What to work on> Provide the data again in its entirety, exactly as given.
--- start of Dataset ---
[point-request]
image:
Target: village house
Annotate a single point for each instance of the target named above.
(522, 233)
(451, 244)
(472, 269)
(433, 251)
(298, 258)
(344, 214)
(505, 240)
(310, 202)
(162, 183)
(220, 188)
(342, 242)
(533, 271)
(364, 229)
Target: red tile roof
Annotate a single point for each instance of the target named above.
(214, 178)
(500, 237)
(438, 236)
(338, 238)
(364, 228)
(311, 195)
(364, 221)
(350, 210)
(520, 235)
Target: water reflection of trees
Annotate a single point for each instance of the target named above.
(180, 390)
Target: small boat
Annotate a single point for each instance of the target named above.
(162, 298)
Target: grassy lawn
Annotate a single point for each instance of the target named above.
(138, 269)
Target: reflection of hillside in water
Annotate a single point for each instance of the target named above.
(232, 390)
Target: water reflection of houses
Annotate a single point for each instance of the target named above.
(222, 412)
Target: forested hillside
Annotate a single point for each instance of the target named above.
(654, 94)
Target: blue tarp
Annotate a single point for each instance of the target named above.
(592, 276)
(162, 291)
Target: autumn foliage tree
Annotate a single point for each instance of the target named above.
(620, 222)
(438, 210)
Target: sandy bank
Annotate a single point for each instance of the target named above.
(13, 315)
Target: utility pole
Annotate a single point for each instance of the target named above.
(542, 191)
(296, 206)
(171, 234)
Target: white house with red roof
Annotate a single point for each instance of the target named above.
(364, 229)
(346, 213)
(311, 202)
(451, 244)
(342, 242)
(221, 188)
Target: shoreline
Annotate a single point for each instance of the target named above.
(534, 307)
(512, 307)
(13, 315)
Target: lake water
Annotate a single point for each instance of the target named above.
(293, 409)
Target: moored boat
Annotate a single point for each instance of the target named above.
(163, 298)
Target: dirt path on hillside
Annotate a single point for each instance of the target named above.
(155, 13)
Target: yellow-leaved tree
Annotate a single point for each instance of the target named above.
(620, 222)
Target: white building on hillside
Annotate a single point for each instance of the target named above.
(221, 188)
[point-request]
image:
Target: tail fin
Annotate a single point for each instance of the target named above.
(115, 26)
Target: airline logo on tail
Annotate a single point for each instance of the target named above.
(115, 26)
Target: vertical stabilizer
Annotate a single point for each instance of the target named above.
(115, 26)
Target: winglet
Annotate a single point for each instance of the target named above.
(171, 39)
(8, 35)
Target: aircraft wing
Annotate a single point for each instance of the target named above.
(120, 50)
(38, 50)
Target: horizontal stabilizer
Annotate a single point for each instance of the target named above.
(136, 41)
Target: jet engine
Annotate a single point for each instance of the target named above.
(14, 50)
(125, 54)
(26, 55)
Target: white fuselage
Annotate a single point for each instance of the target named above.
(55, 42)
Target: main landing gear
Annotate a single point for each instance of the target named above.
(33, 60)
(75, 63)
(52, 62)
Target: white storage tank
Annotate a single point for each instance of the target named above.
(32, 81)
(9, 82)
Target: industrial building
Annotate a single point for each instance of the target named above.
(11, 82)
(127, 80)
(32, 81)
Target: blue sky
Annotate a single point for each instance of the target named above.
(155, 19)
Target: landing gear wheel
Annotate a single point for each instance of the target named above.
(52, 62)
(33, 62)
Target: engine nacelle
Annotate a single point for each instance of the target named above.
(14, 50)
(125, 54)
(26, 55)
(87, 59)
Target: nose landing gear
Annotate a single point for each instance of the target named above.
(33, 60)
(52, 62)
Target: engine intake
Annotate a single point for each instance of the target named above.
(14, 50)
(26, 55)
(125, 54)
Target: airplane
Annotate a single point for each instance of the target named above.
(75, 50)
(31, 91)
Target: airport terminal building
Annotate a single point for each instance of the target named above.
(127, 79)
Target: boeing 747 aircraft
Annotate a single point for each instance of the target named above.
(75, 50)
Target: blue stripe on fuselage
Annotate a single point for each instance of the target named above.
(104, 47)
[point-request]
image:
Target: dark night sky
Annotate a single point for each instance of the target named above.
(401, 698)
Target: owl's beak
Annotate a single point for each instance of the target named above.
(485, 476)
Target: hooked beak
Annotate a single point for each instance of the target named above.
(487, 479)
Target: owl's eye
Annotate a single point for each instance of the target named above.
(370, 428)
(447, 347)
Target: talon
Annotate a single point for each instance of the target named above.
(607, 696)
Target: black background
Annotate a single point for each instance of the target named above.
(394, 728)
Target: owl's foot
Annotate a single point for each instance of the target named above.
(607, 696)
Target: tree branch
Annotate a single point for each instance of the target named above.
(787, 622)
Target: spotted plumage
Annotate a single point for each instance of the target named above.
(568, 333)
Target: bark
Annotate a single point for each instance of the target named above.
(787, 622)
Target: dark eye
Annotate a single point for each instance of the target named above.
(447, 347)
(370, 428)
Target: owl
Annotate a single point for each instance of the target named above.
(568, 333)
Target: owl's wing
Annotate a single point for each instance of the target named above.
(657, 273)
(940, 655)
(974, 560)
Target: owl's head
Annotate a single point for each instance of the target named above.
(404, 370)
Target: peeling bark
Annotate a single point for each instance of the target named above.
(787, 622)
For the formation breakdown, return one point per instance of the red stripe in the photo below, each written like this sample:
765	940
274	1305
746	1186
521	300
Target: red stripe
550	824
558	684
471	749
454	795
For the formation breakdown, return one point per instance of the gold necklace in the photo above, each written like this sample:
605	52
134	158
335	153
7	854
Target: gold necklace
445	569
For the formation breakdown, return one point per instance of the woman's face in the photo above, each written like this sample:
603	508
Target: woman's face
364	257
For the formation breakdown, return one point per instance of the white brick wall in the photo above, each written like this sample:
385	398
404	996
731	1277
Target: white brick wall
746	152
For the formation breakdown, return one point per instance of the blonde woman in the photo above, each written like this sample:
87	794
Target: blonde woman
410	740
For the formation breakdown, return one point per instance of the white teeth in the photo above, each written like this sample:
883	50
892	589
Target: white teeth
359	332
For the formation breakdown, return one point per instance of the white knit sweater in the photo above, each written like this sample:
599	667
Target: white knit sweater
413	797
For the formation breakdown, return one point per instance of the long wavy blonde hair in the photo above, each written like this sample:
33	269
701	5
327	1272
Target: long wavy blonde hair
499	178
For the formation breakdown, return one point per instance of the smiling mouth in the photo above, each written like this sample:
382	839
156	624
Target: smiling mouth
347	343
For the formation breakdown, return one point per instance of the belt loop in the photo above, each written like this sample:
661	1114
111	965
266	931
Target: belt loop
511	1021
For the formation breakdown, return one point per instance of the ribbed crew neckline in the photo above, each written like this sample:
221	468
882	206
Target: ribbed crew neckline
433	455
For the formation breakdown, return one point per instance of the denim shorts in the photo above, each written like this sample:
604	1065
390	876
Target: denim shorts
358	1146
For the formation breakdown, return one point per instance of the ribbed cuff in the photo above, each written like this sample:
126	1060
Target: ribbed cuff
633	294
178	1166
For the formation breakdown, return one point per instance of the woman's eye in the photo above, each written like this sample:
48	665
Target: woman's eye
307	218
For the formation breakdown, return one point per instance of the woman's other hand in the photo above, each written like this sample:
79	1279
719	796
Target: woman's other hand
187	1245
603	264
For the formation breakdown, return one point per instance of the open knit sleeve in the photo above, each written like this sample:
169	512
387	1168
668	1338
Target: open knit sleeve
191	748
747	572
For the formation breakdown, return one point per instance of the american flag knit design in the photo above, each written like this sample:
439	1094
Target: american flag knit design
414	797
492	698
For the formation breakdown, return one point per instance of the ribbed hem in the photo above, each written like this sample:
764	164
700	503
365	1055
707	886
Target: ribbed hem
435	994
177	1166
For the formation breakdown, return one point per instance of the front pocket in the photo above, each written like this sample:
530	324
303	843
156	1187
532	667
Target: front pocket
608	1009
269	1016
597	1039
--- end of Dataset ---
Solved problem>
[point-request]
image:
Target: village house
Annotate a single point for each instance of the target named above.
(522, 233)
(451, 244)
(472, 269)
(433, 251)
(298, 258)
(344, 214)
(505, 240)
(310, 202)
(162, 183)
(220, 188)
(342, 242)
(533, 271)
(364, 229)
Target: red tile roof
Annotate a single point for each instance of the target named above.
(214, 178)
(500, 237)
(438, 236)
(338, 238)
(364, 228)
(311, 195)
(364, 221)
(350, 210)
(520, 235)
Target: water reflection of trees
Annotate a single point for each instance of the target named above.
(180, 390)
Target: small boat
Annotate a single point for each instance of the target named above.
(162, 298)
Target: grassy lawn
Annotate a single point for each instance of the target named above.
(138, 269)
Target: reflection of hillside in water
Annotate a single point for each instance of the target named above.
(232, 390)
Target: water reflection of houses
Annotate a single point for each instance of the target named above.
(222, 412)
Target: forested hillside
Annotate a single point for each instance of the target named above.
(654, 94)
Target: blue tarp
Annotate a single point for each instance of the target named above.
(592, 276)
(162, 291)
Target: autumn foliage tree
Annotate a single point for each instance of the target named above.
(620, 222)
(438, 210)
Target: sandy bank
Annotate a single point for each instance of the target named above.
(13, 315)
Target: utility pole
Annotate a single point for each instance of the target named above.
(542, 191)
(296, 206)
(171, 234)
Target: white house with red roof
Annotate a single point for each instance of the target named above.
(364, 229)
(346, 213)
(311, 202)
(451, 244)
(342, 242)
(221, 188)
Target: shoreline
Annotate a single point for each instance of the target named above.
(534, 307)
(512, 307)
(13, 315)
Target: lake water
Annotate a single point for each instance of the target named above.
(293, 409)
Target: moored boat
Annotate a single point for each instance of the target named above.
(163, 298)
Target: dirt path on hillside
Annotate a single point for each instance of the target named above.
(155, 13)
Target: yellow-leaved tree
Annotate a single point for each instance of the target named above.
(620, 222)
Target: white building on hillside
Annotate a single point for each instance of the target named above.
(221, 188)
[point-request]
image:
Target: tail fin
Annotate a single point for each instance of the target named above.
(115, 26)
Target: airline logo on tail
Annotate a single point for each instance of the target named above.
(115, 26)
Target: vertical stabilizer
Annotate a single point for each instance of the target named above.
(115, 26)
Target: winglet
Annotate a single point for each instance of the target named above.
(171, 39)
(8, 35)
Target: aircraft wing
Annotate a single point for each instance of the target named above.
(120, 50)
(38, 50)
Target: horizontal stabilizer
Annotate a single point for each instance of the target named above.
(136, 41)
Target: jet engine
Annotate a single point for each instance of the target named above.
(14, 50)
(125, 54)
(26, 55)
Target: white fuselage
Annotate a single point for each instance of the target named above.
(55, 42)
Target: main landing gear
Annotate a single point for each instance of the target named above.
(33, 60)
(75, 63)
(52, 62)
Target: white storage tank
Annotate a single point for each instance of the target named above.
(32, 81)
(9, 82)
Target: industrial building
Annotate a single point for each instance of the target named above.
(11, 82)
(127, 80)
(32, 81)
Target: blue sky
Annotate a single point for each instance of the target named above.
(155, 19)
Target: landing gear wheel
Annotate a single point for each instance of the target named above.
(52, 62)
(33, 62)
Target: engine nacelle
Annotate a single point for each instance of the target named above.
(14, 50)
(125, 54)
(26, 55)
(87, 59)
Target: nose landing gear
Annotate a single point for each instance of the target named above.
(33, 60)
(52, 62)
Target: engine intake
Annotate a single point for each instance of the target named above.
(14, 50)
(26, 55)
(125, 54)
Target: airplane
Annotate a single point for each instance of the target named above.
(75, 50)
(31, 91)
Target: airport terminal building
Annotate a single point for each instance of the target named above.
(127, 79)
Target: boeing 747 aircraft
Annotate a single point for each instance of the target named above.
(75, 50)
Target: blue stripe on fuselage
Annotate a single point for each instance of the target named above.
(104, 47)
[point-request]
image:
Target: dark night sky
Annotate a single point for each instance of the target named above.
(401, 698)
Target: owl's beak
Annotate a single point for each instance of the target named above.
(485, 476)
Target: hooked beak
Annotate a single point for each instance of the target named above.
(487, 479)
Target: owl's eye
Annotate a single point for each instance of the target named above.
(370, 428)
(447, 347)
Target: talon
Annotate a single point for each instance of the target named above.
(607, 696)
Target: black background
Annotate a single point for each instance of the target named above.
(394, 728)
Target: owl's foot
Annotate a single point for each instance of the target named above.
(607, 696)
Target: tree branch
Annotate a single point for each instance of the target named above.
(787, 622)
Target: spotted plumage
Annotate a single point for each instance of the target named above.
(568, 333)
Target: bark
Annotate a single point for each instance of the target named above.
(787, 622)
Target: dark eye
Annotate a single point for each instance of the target named above.
(447, 347)
(370, 428)
Target: owl
Annotate a single point for each instance of the target named above.
(568, 333)
Target: owl's wing
Annotate a single point for each instance of the target named above.
(657, 273)
(940, 655)
(974, 560)
Target: owl's head
Annotate a single point for each instance of the target named above.
(404, 370)
Target: peeling bark
Annotate a single point for each instance of the target named above.
(787, 622)
For the formation breakdown, return one point per instance of the red stripe in the photo below, each written like this sample:
765	940
274	1305
746	1186
521	300
Target: red stripe
550	824
558	684
471	749
454	795
For the formation breakdown, return one point per instance of the gold necklace in the photo above, each written like this sample:
605	52
134	158
335	153
7	854
Target: gold necklace
445	569
For the formation breakdown, return one point per instance of the woman's face in the photo above, each written like this sample:
603	508
Target: woman's face
364	257
For the formation breakdown, return one point per instance of the white brick wall in the photo above, each written like this sample:
385	398
404	996
731	1277
Target: white brick wall
746	152
For the formation breakdown, return one point per instance of the blonde woman in the photo above, each written like this sample:
87	794
Target: blonde woman
410	740
For the formation breakdown, return one point per instance of the white teeth in the photo above, each written like this sample:
883	50
892	589
Target: white teeth
359	332
For the formation breakdown, return one point per instance of the white knit sweater in the photo above, each written like this sample:
599	667
Target: white knit sweater
413	797
For the formation breakdown, return one point per instance of the long wavy blonde hair in the photo above, each written like this sample:
33	269
701	5
327	1272
Target: long wavy blonde hair
499	178
For the formation breakdown, return one point per instance of the smiling mouth in the photo above, each written like this sample:
382	839
156	624
Target: smiling mouth
347	343
For the formation breakdown, return one point per instance of the belt loop in the photo above, each written like this sample:
661	1114
111	965
266	931
Target: belt loop
511	1021
For the formation breakdown, return one point per instance of the ribbed crew neckline in the photo above, each written like this sample:
221	468
882	206
Target: ribbed crew neckline
433	455
For the formation breakdown, return one point per instance of the denim shorts in the photo above, each written like this sample:
604	1065
390	876
Target: denim shorts
358	1146
For the formation breakdown, return one point per instance of the ribbed cuff in the photo above, each written like this sample:
126	1060
Target: ribbed cuff
633	294
178	1166
For the formation breakdown, return one point per instance of the woman's eye in the photo above, each written like this sample:
48	665
Target: woman's eye
307	218
For the formation breakdown, return one point per instance of the woman's other hand in the photo above, each written like this sample:
79	1279
719	796
Target: woman's other hand
187	1245
603	264
For the formation breakdown, return one point per instance of the open knit sleeve in the photo above, each written like this sample:
169	512
387	1168
668	1338
Target: open knit sleeve
191	748
747	572
For the formation breakdown, return one point per instance of the american flag knit design in the photo above, each written like this sample:
439	1094
Target: american flag knit design
414	797
492	698
For the formation breakdown, return one point per instance of the ribbed hem in the photo above, each written like this sample:
764	164
700	503
365	1055
707	886
Target: ribbed hem
435	994
177	1166
For the formation breakdown, return one point per instance of the front pocket in the photo above, each written like this sample:
530	324
303	843
156	1187
532	667
Target: front pocket
608	1009
269	1016
597	1039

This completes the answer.